__Short task__: Rewrite the material from the line containing "Task: please point out the number" through the line containing "<point>168,208</point>", inclusive, with "player's" changed to "athlete's" and nothing else altered; give only those lines.
::::::::::
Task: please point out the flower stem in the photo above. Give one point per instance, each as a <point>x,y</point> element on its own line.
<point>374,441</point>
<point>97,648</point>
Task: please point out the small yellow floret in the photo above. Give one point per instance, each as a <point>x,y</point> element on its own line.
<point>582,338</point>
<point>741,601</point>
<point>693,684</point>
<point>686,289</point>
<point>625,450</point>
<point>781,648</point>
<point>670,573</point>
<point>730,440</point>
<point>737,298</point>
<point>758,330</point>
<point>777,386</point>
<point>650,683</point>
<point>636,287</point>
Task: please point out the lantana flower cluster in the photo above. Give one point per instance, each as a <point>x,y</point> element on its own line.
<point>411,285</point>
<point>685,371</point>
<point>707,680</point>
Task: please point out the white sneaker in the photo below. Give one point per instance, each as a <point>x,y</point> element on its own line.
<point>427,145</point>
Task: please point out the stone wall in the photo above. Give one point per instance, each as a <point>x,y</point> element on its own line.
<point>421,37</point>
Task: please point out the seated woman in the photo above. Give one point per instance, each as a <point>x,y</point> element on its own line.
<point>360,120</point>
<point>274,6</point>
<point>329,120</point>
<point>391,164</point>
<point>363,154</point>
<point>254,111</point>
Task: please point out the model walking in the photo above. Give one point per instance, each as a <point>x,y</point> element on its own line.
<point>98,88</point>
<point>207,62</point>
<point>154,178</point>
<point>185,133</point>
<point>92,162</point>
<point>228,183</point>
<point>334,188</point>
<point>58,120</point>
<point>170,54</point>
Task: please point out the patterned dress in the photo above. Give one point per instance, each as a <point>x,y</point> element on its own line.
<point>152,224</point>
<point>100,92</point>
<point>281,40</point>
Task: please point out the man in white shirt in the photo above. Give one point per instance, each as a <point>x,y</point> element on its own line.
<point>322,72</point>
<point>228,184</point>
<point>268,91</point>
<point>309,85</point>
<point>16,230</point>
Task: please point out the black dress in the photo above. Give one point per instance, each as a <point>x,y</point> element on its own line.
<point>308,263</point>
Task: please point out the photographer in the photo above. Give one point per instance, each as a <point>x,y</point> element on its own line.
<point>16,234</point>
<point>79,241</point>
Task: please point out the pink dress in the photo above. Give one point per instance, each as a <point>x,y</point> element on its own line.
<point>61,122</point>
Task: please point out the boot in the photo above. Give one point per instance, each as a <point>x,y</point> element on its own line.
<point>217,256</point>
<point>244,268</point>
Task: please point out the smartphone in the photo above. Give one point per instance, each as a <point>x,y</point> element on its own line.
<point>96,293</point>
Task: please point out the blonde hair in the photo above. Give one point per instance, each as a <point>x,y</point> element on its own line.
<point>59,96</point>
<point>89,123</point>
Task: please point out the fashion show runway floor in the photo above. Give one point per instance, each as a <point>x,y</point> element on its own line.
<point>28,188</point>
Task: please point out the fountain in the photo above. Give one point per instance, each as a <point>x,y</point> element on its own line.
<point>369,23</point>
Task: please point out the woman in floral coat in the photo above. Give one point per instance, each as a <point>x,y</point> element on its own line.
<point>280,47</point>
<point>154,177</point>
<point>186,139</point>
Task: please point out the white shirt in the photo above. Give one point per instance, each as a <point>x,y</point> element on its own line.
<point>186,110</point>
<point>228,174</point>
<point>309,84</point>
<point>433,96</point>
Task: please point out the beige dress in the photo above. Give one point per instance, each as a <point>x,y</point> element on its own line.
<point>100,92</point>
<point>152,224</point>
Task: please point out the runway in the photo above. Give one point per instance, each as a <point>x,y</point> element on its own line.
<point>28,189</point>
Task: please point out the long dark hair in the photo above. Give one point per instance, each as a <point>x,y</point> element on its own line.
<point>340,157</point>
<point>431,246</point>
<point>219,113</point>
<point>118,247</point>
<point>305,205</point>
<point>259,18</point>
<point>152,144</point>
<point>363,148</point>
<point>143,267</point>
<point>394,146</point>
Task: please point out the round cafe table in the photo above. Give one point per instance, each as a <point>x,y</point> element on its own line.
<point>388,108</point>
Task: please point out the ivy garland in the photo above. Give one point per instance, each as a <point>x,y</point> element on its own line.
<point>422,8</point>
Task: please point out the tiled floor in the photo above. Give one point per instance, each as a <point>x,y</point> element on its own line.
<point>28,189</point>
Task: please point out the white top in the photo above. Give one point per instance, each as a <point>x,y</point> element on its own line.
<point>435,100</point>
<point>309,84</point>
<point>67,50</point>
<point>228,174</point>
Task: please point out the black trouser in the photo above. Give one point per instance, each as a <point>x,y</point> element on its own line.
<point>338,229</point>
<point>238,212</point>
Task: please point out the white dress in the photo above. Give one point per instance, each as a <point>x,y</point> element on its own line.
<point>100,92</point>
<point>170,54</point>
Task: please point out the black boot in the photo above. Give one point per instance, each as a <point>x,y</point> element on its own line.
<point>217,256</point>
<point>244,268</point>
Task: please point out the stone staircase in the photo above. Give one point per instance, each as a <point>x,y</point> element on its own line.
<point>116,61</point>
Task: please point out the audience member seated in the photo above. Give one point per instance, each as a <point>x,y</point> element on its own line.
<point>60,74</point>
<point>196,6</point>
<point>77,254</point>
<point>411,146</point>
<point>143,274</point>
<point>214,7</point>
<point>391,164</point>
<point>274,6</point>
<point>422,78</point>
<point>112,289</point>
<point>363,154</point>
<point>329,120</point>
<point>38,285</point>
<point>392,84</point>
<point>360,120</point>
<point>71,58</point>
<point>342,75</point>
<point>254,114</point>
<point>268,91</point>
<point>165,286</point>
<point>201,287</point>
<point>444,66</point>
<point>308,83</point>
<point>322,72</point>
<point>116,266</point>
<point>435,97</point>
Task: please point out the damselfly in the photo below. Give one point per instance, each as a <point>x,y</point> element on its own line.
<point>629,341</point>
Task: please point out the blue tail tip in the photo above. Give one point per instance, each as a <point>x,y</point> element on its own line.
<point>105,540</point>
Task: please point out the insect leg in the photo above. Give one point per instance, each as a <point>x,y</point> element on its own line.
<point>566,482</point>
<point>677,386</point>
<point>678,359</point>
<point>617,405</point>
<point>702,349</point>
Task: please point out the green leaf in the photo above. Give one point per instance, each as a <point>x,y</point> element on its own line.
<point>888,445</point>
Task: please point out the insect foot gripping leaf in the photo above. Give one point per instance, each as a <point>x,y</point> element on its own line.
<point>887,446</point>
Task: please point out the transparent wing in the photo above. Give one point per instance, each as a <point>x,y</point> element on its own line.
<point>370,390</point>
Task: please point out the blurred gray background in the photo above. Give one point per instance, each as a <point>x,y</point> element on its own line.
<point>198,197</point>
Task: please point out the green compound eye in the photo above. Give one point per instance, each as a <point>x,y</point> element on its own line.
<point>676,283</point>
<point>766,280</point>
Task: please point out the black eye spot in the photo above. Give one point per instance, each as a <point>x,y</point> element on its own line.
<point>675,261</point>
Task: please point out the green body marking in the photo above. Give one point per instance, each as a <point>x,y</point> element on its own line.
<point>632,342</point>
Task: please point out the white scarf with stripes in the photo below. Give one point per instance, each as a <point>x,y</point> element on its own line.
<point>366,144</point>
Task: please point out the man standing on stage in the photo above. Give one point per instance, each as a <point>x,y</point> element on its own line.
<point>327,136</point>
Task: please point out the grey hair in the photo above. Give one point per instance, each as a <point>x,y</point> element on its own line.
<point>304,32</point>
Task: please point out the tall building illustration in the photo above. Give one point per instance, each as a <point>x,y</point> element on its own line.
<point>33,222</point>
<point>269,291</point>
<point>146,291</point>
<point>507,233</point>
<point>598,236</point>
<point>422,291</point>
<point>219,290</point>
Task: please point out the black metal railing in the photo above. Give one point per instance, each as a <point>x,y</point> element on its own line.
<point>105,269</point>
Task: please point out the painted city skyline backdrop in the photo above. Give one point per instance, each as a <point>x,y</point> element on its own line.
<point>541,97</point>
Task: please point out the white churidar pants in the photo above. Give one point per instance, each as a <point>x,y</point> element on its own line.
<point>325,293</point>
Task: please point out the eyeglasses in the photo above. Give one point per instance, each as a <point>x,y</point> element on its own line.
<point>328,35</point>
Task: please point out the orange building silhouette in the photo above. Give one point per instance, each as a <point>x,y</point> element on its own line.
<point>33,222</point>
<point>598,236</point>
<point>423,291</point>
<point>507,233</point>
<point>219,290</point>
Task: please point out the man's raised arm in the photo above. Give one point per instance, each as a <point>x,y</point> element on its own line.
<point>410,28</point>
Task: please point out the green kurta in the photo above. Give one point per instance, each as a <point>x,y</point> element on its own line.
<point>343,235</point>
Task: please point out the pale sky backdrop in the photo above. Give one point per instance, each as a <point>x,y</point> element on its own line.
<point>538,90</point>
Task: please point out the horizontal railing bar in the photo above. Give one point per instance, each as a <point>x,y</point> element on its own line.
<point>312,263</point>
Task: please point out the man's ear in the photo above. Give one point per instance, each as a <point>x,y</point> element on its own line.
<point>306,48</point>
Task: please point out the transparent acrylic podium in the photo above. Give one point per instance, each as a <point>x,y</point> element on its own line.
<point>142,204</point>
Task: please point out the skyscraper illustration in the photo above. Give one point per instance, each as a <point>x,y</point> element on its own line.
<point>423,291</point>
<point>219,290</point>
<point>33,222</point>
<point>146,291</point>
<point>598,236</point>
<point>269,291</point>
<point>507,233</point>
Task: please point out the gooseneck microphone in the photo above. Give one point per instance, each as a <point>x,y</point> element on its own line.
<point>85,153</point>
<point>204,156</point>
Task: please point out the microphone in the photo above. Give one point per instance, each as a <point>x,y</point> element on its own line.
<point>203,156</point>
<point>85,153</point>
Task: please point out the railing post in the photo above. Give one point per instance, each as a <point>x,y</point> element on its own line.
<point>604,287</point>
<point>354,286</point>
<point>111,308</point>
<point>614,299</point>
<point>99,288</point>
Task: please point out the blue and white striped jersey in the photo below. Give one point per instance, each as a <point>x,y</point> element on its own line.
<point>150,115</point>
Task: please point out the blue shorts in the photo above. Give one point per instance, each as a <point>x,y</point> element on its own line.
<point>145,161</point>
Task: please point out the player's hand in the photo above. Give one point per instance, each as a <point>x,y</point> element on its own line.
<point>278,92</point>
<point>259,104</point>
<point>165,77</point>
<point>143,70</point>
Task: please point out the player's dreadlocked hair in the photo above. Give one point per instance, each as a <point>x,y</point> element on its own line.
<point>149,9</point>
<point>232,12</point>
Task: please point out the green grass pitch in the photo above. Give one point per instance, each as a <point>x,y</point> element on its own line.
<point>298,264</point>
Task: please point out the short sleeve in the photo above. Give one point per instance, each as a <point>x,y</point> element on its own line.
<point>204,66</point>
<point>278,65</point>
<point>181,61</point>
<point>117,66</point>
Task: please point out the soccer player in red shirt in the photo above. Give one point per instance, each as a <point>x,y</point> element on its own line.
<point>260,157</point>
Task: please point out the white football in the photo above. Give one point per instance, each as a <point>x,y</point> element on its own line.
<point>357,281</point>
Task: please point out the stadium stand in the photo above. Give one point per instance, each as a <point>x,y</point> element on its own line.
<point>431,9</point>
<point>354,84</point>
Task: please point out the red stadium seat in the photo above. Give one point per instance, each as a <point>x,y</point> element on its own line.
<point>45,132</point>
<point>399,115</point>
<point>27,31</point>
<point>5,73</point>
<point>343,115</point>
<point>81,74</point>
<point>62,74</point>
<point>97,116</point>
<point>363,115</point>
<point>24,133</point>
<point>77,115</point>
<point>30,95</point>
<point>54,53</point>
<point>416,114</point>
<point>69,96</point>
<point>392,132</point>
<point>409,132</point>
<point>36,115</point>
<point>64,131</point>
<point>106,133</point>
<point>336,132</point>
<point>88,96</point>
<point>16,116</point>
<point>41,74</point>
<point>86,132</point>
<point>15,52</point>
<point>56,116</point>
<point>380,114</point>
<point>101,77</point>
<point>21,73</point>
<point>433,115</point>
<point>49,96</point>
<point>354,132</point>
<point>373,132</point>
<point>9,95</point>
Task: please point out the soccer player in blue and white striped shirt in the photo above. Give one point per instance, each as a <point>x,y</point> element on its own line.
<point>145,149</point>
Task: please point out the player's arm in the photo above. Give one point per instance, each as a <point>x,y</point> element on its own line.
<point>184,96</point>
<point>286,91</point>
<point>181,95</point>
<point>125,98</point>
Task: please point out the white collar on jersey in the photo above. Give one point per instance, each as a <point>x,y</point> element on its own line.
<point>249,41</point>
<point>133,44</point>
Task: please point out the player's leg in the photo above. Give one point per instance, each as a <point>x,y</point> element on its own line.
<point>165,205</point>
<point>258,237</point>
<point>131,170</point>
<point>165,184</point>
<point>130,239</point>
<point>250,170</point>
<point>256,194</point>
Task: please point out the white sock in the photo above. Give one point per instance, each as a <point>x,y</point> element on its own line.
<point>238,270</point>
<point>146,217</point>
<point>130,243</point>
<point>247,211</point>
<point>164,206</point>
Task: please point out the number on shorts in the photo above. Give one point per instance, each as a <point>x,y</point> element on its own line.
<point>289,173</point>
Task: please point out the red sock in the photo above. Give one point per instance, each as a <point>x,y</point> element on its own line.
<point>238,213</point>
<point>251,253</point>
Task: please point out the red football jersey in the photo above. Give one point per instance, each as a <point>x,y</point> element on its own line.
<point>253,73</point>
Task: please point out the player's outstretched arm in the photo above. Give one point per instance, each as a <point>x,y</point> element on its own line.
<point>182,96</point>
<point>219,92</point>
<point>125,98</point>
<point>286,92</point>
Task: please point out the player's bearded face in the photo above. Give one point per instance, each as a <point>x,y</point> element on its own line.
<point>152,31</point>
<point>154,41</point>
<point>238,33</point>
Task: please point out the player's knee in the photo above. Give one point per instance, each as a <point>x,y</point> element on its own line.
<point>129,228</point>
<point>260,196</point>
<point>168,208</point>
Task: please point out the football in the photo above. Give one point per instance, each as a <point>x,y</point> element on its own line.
::::::::::
__Answer in full__:
Task: please point out the number on shorts in the photo above. Give one point per instance, each as a <point>x,y</point> element on its own line.
<point>289,173</point>
Task: please point out the red sock in the photo above. Give one point per instance, each as a <point>x,y</point> element on its own line.
<point>238,213</point>
<point>251,253</point>
Task: please point out the red football jersey in the photo above. Give one point per instance, each as a <point>x,y</point> element on its own line.
<point>253,73</point>
Task: please point out the athlete's outstretched arm in the photo above. Give one point per instance, each as a <point>x,y</point> element on its own line.
<point>182,96</point>
<point>219,92</point>
<point>125,98</point>
<point>286,92</point>
Task: please point out the athlete's bearded face in the photo above. Give one point per instance, each as a <point>x,y</point> element on its own line.
<point>152,31</point>
<point>154,41</point>
<point>238,33</point>
Task: please point out the athlete's knee in the photo above. Give one point per instance, each as a <point>x,y</point> element on its own line.
<point>129,228</point>
<point>260,196</point>
<point>168,208</point>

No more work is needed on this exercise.